* **Passage**:
Let's start with some numbers: $7,098; $8,528; $11,873; $8,765; $9,148; $7,143; $13, 902; $14,286; $21,238.

Those are not Paris Hilton's weekly bills from Barney's but my gross annual earnings from 1998 to 2006. I worked two jobs (at least) each year with the exception of 2000 when I worked three and 2006 when I worked four. BTW, $1,000 of my 2006 income came from a lottery ticket.

Now, I haven't had an interview for a non-teaching job since September, 2001, when I was being walked around the Schlesinger Library by then director Diane Hamer. The job was part-time, 1 - 5, Monday - Friday. However, since it was a Harvard job, that means it included health insurance.

It would have worked well, as I was then working at a Montessori School from 8:00 to 11:00 daily, earning $12/hour. I took the job although during the interview, I could tell the headmistress was crazy. I left for two reasons: 1.) she was crazier than I thought she was at first glance; 2.) I was afraid that my ex-husband would take me to court to being underemployed (yes, he could have done that).

I had hoped to get the post at HArvard and to keep the Montessori job for two years, while I sold the house and bought a duplex in either Arlington or Somerville, lived in one half and operated the other half as a B&B. I felt the B&B would support the house for a time and the Harvard job would support me. The idea was to eventually sell the duplex to buy another house, mortgage free and, hopefully, find a better paying job within Harvard.

So, I am truly interested in learning how people feel about aging because I hate, detest, despise the way the world had turned out. What happens?

I get a reply from LAsh, who knows full well that I don't like her in which she talks down to me.

The worst thing she said was why don't I just think of doing something else. One of the classic indicators of intelligence is the ability to adapt.

* **Data provided**:

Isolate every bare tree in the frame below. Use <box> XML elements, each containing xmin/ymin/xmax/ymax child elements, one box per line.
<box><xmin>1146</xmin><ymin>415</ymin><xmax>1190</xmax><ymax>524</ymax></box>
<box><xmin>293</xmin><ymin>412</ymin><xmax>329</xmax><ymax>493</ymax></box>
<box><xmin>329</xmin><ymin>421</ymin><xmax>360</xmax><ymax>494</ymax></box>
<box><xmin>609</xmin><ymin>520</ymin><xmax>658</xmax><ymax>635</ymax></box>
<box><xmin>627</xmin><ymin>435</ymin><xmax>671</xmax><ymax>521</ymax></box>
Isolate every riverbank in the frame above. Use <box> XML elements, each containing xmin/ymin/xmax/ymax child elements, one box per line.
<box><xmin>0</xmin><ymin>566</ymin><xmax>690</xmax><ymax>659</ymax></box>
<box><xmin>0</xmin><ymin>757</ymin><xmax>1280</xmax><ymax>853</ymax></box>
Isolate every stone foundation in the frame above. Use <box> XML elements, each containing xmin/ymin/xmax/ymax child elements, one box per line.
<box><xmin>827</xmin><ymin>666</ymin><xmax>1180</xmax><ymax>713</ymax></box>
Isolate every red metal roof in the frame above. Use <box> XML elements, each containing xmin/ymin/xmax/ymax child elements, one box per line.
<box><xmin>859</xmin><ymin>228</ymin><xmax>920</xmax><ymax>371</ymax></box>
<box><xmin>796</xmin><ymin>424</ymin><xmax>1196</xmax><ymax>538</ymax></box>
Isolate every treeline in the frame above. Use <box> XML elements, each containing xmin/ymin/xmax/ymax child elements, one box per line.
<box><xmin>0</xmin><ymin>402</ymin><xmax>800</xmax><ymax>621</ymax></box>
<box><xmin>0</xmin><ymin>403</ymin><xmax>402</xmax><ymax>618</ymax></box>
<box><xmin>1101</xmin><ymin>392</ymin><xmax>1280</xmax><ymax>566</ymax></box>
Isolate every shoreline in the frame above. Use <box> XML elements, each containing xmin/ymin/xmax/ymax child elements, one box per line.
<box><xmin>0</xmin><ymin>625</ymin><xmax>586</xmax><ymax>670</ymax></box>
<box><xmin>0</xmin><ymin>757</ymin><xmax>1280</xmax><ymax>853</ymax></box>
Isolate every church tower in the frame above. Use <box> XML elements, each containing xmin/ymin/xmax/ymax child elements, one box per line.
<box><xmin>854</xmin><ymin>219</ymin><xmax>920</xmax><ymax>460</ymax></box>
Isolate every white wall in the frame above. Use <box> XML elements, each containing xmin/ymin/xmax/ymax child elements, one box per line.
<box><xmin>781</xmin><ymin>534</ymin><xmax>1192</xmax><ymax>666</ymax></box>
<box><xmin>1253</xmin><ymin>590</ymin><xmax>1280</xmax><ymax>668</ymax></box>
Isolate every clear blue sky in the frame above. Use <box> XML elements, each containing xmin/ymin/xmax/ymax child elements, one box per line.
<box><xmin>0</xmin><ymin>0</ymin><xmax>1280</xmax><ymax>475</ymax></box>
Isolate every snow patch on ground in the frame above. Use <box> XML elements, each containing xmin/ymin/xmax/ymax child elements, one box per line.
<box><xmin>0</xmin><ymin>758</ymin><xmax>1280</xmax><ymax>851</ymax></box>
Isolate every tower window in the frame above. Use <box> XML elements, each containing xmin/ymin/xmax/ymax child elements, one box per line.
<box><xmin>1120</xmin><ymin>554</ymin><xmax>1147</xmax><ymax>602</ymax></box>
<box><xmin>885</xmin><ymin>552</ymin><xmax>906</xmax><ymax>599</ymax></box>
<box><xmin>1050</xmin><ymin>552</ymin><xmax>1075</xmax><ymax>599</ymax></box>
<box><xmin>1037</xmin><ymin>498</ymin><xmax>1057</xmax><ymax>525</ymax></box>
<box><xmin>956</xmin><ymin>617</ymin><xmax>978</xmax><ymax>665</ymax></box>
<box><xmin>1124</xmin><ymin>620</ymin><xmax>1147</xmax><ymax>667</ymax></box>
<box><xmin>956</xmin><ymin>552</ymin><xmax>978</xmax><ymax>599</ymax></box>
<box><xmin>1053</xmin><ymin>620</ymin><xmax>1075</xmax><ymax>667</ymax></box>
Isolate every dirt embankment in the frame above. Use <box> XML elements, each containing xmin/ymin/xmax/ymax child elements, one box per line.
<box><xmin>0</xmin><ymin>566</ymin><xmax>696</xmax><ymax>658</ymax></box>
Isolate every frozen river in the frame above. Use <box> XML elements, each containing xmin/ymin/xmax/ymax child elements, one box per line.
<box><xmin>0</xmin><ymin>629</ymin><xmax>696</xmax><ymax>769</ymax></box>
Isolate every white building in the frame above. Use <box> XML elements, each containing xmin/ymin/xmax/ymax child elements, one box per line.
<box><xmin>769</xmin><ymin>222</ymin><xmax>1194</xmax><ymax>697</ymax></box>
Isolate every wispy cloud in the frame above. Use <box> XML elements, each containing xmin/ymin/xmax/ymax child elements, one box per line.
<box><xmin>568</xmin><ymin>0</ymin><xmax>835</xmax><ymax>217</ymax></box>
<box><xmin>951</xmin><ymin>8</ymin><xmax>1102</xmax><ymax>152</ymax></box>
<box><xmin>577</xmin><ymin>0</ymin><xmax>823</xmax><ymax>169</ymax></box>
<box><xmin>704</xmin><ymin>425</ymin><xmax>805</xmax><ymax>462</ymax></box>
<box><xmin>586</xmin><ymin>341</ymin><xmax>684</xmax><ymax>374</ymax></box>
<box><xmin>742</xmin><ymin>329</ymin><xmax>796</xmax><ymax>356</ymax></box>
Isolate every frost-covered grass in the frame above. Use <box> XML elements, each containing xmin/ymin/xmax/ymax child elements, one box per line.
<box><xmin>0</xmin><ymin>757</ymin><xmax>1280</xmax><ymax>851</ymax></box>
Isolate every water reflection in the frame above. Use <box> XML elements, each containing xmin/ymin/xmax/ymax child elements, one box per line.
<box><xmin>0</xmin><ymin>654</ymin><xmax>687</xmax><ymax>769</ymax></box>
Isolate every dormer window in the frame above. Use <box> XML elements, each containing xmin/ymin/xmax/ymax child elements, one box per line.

* **Exercise set**:
A) In the post about the writer's earnings and jobs, what hours did the part-time Harvard job require?
B) Write a continuation of the post about the writer's earnings and jobs, starting right after its final sentence.

* **Solved problems**:
A) 1 to 5, Monday through Friday.

B)
So, along comes someone I consider ----------- ----------- (supply your own adjective and noun pair) who insults my intelligence.

Beth, you said you wished that I felt happier with myself. It's a very unhappy situation when you know what you have to offer; when you know that you're smarter than people who have positions of power over you and you can not make a living wage.

Work? I've been working far too hard, far too long for far too little money.

Now, I could be like a lot of women I know around here who have given up. Who accept that the only job they will have is the overnight shift at Target or that they must work 20 hours/a week at the supermarket market and fold socks 12 hours a week at The Gap.

You want to know what bitter is? It's those women. They are so frozen that they can not move away from those jobs long enough to type a fresh new resume.

I have to take my former husband to court. He should be paying youngest son's tuition at Universal Technical Institute, a school for auto mechanics. It's in the divorce decree. He refused. Why? Because youngest child did not ask Dad "like a man."

I can't afford an attorney because they've wanted $15,000 as a retainer. I earn too much money for legal services. Most legal services do not do family law, with the exception of custody for the truly indigent.

The fees for what I want to do are going to run between $300 - $500.

This man signed my name to loan agreements. He doesn't speak to the kids. He hasn't bought any of them a present in years. He's about to move to CHina (which I think is a good thing).

As much as I resent his stinginess with youngest son (jeez, the kid needs clothes), I probably resent more that he is the cause of some of the family problems and of my own real estate problems. I also resent that when I needed a little breather -- now and in years past -- he wasn't there to take the kids. Youngest child is bipolar and attracts trouble like a magnet. It would have been nice if ex-husband (notice, I did not type Dad) had taken him for a day now and then. Hey, an occassional dinner with ex-husband would have been nice.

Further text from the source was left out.